■ WORK REQUEST
Which of the lines in the data mention the string "silver"? List them all.

Natural-language object grounding data
○ ○ ○

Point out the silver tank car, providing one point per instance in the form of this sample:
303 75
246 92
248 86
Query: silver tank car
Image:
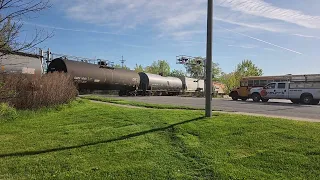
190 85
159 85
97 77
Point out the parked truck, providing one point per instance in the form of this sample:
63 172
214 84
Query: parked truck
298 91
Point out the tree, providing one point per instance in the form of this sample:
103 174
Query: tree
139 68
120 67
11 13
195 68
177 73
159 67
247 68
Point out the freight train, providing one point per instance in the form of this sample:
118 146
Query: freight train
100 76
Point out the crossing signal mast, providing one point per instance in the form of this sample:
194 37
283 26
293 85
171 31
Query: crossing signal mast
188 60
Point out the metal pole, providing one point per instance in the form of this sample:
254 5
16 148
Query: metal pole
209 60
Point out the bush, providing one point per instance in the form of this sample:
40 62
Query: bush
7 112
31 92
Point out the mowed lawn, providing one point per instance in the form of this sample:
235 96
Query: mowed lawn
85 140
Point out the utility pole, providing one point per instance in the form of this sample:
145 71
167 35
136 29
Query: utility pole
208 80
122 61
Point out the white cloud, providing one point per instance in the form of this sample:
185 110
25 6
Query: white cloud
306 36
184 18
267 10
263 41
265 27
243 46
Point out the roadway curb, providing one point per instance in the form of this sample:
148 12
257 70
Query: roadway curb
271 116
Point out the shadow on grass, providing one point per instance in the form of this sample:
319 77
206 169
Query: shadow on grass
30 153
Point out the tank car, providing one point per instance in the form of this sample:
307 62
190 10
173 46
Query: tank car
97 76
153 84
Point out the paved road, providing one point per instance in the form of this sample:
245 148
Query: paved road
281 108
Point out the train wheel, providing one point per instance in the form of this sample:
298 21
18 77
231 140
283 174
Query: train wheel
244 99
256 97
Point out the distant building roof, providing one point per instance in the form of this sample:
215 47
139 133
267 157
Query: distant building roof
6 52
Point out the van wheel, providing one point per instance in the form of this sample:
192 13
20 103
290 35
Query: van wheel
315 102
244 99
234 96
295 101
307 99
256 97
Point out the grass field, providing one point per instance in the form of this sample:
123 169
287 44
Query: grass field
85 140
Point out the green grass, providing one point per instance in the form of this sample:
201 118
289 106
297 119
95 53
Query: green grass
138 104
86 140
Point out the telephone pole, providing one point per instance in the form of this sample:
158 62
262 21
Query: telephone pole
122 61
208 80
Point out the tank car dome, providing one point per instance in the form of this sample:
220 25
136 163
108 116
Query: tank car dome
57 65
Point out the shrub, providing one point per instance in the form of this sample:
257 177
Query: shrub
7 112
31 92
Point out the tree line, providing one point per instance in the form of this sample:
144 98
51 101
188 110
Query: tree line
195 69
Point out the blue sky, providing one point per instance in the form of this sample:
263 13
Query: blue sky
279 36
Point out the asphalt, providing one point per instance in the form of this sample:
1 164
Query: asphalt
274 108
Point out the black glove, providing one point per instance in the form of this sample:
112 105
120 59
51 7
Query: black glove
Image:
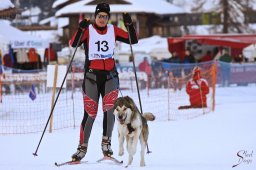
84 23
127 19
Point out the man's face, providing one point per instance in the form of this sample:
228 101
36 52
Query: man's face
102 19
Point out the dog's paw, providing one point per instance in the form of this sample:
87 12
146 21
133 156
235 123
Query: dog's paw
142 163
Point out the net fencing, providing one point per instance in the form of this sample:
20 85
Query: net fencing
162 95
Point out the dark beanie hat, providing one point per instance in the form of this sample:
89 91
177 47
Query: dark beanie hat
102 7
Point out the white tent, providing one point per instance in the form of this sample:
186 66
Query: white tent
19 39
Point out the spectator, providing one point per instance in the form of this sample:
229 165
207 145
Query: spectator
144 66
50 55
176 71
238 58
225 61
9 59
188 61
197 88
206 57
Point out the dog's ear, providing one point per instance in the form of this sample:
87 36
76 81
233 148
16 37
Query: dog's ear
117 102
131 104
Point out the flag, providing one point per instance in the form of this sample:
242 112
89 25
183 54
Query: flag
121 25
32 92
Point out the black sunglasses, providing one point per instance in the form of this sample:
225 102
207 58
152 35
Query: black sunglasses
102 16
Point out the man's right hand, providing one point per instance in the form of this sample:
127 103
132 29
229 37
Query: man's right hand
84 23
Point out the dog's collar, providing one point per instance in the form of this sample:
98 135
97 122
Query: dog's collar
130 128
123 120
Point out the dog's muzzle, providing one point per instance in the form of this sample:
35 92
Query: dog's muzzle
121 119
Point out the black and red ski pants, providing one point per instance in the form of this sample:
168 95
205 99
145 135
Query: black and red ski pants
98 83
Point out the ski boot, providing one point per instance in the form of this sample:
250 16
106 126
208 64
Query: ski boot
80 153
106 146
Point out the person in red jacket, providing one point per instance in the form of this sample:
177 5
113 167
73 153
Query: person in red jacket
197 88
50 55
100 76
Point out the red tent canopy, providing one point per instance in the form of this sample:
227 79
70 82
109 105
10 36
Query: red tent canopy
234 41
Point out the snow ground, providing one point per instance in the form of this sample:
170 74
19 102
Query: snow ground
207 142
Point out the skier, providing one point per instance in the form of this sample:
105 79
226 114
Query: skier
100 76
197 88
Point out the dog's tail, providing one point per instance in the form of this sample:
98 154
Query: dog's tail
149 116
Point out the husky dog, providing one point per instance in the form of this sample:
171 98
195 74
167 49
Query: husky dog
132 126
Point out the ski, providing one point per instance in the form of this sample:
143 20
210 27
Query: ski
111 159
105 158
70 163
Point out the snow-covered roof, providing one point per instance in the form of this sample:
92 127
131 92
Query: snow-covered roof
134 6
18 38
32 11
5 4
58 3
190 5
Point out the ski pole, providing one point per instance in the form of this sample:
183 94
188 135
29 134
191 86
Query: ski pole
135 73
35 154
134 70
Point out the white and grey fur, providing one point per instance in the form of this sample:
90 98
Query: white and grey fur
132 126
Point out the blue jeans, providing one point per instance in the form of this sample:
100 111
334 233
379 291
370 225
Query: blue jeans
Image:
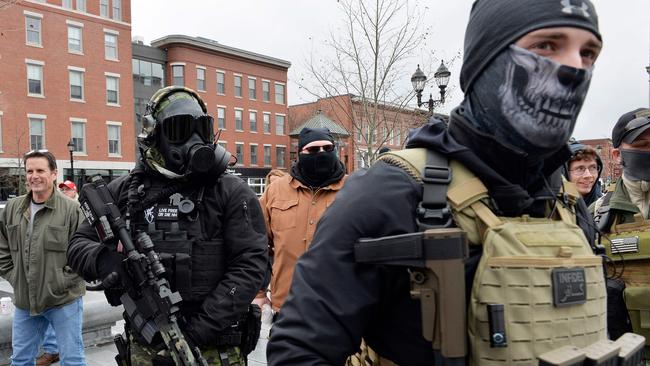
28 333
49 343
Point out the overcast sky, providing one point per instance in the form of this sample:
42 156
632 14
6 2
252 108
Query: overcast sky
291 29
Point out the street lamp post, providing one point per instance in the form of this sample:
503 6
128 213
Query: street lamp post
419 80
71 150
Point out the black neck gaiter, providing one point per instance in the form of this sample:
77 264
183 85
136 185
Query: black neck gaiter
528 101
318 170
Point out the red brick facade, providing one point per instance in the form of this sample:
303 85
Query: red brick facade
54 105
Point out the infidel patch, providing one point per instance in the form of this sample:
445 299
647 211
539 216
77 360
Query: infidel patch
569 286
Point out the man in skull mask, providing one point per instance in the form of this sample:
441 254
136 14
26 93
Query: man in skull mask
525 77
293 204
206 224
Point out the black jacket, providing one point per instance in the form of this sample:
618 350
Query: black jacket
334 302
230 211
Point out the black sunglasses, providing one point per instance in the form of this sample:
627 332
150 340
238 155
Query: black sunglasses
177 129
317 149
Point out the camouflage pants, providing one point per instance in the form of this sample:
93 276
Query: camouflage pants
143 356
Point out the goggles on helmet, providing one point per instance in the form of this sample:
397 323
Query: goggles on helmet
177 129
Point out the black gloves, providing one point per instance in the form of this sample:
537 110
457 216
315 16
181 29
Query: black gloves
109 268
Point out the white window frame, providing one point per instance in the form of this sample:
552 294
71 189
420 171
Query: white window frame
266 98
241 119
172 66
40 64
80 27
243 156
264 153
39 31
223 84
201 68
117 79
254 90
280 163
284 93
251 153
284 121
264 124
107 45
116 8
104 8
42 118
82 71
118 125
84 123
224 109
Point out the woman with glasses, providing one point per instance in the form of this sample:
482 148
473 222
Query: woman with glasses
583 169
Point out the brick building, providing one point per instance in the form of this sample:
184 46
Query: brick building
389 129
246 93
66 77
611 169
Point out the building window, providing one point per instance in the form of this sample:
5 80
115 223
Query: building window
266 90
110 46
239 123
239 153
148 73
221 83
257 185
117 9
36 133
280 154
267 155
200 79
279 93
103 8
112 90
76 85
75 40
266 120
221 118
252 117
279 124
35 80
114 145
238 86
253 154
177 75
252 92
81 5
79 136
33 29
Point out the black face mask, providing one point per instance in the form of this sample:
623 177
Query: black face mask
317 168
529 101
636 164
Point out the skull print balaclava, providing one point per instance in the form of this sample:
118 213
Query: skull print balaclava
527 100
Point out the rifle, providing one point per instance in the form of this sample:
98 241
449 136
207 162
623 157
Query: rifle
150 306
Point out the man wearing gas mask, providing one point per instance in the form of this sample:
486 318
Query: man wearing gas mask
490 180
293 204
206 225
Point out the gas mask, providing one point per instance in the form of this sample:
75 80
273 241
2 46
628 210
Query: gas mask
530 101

○ ○ ○

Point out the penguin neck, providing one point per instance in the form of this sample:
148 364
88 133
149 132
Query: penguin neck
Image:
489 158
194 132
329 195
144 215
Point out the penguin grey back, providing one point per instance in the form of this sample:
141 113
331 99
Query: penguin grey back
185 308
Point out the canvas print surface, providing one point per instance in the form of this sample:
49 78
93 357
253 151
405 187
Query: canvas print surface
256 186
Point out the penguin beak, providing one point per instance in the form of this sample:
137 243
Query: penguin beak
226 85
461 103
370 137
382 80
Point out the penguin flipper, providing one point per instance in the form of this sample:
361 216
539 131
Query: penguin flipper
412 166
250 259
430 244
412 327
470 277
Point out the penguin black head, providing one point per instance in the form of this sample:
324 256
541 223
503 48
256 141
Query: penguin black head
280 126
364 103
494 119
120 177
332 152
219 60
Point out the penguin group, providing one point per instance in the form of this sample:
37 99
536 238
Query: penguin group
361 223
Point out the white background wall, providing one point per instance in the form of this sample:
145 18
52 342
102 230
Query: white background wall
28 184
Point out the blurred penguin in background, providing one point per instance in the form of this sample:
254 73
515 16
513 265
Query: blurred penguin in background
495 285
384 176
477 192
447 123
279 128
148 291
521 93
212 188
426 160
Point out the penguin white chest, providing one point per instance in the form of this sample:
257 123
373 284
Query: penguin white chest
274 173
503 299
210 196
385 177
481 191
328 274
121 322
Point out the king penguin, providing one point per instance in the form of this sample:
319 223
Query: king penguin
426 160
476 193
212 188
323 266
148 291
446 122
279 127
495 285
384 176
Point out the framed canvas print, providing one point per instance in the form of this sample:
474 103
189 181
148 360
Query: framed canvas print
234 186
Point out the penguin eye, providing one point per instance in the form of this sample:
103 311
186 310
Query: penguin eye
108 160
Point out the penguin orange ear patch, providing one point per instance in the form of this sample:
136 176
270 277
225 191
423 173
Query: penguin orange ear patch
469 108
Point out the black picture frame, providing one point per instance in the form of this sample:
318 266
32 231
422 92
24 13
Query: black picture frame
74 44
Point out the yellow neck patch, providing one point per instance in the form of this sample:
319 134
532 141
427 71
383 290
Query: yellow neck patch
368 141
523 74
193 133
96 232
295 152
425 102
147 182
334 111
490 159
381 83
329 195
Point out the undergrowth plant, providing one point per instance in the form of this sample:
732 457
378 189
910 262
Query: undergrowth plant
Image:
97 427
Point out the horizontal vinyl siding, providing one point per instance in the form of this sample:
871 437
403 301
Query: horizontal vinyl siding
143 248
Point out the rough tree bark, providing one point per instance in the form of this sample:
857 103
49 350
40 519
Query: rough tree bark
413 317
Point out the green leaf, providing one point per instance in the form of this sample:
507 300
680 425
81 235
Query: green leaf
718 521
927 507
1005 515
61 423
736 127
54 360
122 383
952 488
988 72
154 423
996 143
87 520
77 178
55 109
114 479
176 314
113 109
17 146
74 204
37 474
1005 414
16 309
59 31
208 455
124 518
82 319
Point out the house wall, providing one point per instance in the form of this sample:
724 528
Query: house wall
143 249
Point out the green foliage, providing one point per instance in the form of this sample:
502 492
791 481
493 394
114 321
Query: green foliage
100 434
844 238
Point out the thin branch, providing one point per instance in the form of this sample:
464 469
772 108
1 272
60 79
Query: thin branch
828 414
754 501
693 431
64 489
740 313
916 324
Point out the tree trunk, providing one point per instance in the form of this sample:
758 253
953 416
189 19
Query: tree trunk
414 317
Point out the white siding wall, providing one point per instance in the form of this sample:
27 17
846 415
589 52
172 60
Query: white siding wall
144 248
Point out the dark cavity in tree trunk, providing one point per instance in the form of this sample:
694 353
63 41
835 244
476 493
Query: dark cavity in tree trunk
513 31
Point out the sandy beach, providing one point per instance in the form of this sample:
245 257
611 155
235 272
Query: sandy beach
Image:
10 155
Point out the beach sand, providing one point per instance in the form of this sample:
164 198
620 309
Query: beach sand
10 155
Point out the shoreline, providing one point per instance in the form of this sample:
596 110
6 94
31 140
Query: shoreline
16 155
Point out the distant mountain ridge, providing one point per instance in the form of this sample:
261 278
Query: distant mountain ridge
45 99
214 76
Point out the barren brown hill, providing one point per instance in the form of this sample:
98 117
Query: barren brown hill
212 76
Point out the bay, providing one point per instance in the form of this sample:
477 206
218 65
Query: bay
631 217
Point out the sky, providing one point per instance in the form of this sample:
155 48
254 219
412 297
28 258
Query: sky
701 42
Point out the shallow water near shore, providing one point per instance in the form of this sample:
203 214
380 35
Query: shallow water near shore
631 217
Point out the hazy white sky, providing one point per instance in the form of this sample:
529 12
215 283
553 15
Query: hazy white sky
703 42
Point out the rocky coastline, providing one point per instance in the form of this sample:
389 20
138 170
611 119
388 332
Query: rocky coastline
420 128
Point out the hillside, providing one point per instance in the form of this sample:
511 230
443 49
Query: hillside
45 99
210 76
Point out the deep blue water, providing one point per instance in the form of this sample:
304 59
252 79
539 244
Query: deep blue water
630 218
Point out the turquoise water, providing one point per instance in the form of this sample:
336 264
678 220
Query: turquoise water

○ ○ ○

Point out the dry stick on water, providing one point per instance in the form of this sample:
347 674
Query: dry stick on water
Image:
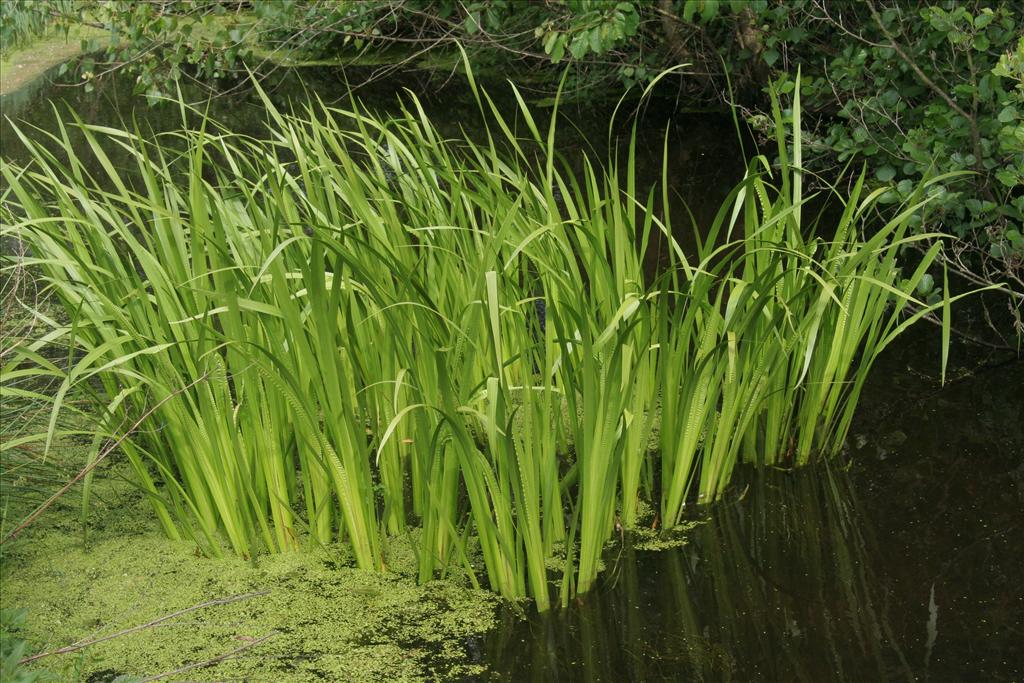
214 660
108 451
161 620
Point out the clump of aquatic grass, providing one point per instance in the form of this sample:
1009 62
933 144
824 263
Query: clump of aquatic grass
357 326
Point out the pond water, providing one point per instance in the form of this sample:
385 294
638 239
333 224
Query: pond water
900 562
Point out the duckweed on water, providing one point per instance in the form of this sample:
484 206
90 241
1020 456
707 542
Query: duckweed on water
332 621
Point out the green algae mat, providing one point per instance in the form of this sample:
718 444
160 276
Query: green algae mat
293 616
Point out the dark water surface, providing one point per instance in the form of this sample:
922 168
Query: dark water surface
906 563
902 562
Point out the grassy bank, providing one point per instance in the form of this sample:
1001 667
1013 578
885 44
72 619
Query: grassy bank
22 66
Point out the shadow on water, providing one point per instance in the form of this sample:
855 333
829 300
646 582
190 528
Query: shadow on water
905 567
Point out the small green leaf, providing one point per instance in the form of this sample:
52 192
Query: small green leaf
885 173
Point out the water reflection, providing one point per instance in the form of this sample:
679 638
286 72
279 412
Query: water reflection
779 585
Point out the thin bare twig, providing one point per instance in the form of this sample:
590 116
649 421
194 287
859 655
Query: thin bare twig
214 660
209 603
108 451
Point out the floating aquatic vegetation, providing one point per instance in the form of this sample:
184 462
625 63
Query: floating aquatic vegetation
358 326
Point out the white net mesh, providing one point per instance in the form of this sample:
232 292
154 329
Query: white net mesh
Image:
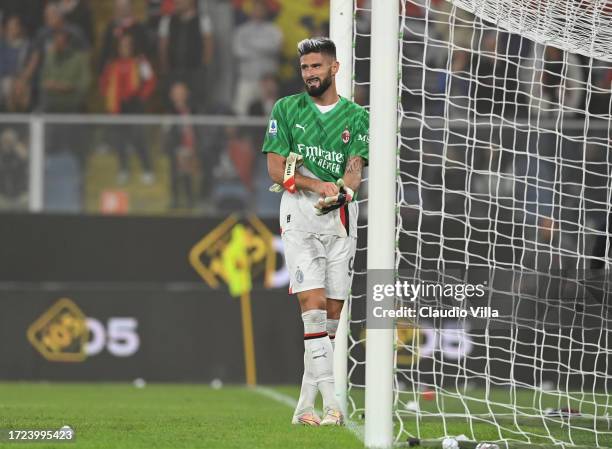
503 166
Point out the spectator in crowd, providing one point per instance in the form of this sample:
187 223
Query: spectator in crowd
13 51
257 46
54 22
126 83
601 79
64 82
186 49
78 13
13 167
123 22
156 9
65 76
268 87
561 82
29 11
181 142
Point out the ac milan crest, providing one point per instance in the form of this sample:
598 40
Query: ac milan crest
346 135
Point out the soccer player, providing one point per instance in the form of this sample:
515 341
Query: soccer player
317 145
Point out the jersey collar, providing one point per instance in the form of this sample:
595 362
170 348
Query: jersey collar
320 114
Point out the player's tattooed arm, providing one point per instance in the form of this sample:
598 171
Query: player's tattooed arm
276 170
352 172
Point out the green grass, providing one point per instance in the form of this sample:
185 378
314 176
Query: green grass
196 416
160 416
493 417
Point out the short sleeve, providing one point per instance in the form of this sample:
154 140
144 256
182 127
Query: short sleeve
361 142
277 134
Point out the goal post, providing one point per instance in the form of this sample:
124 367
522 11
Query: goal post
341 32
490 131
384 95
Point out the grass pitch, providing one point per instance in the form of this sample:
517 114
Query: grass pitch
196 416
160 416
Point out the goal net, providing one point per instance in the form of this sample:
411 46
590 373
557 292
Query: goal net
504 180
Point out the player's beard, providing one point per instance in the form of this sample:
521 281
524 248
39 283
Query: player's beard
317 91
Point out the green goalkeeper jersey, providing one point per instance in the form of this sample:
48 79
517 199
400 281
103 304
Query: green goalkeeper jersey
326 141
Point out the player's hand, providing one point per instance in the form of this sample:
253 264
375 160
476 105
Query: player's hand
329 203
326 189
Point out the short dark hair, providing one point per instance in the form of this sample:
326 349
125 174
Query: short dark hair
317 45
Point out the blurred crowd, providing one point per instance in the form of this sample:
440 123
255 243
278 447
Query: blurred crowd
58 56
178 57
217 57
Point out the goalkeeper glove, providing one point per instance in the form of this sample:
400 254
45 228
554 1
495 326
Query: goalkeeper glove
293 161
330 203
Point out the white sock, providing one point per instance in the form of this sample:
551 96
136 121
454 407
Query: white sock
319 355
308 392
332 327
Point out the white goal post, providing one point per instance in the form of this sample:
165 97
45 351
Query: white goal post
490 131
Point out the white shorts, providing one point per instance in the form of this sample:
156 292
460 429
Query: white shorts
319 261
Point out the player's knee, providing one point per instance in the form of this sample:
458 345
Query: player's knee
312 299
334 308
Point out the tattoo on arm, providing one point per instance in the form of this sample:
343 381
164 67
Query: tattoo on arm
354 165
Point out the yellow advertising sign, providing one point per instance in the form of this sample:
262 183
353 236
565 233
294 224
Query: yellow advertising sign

○ ○ ○

■ THE ANSWER
Point out the silver tank car, providing one point per instance in the form of this sample:
Query: silver tank car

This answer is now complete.